__DATA LISTING__

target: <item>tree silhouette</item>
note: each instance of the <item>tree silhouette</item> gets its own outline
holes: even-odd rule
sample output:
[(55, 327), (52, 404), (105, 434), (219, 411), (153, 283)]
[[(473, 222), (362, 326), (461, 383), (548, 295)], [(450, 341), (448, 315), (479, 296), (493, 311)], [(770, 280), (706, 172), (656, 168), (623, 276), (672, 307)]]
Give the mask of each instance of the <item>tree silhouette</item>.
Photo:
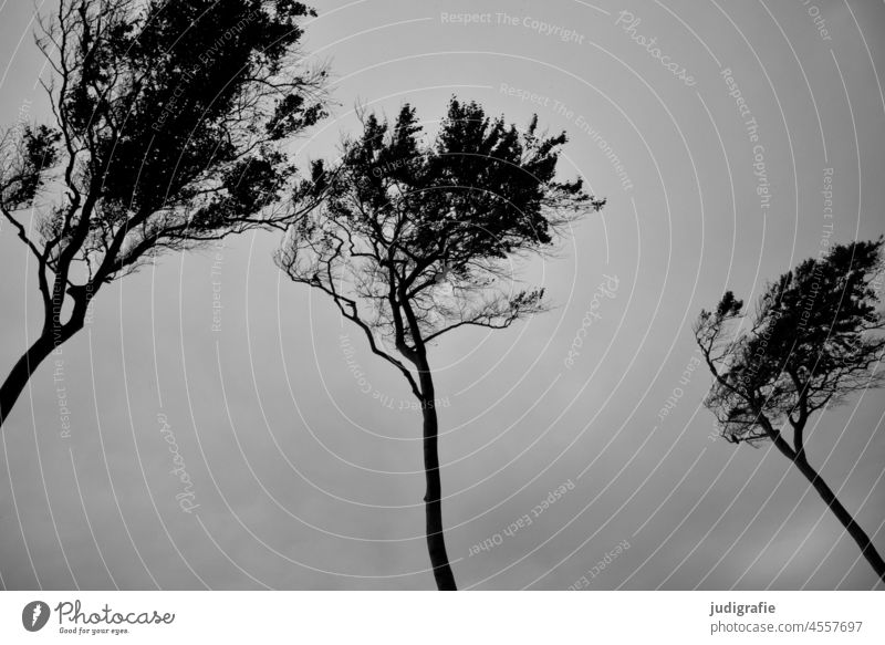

__TASK STATEMENT__
Change every "tree silhouette" in the listing above to "lamp post" and write the listing out again with nothing else altered. Leave the pictures out.

__EXERCISE RESULT__
target: <item>lamp post</item>
note: each instance of the <item>lamp post</item> gets its own outline
holes: even-odd rule
sample output:
[(55, 327), (52, 404), (105, 434), (219, 411), (153, 283)]
[[(473, 222), (362, 326), (461, 383), (548, 295)], [(450, 341), (448, 315), (479, 296), (493, 311)], [(770, 280), (706, 172), (656, 168), (623, 276), (672, 307)]]
Give the mask of each instance of the <item>lamp post</item>.
Photo:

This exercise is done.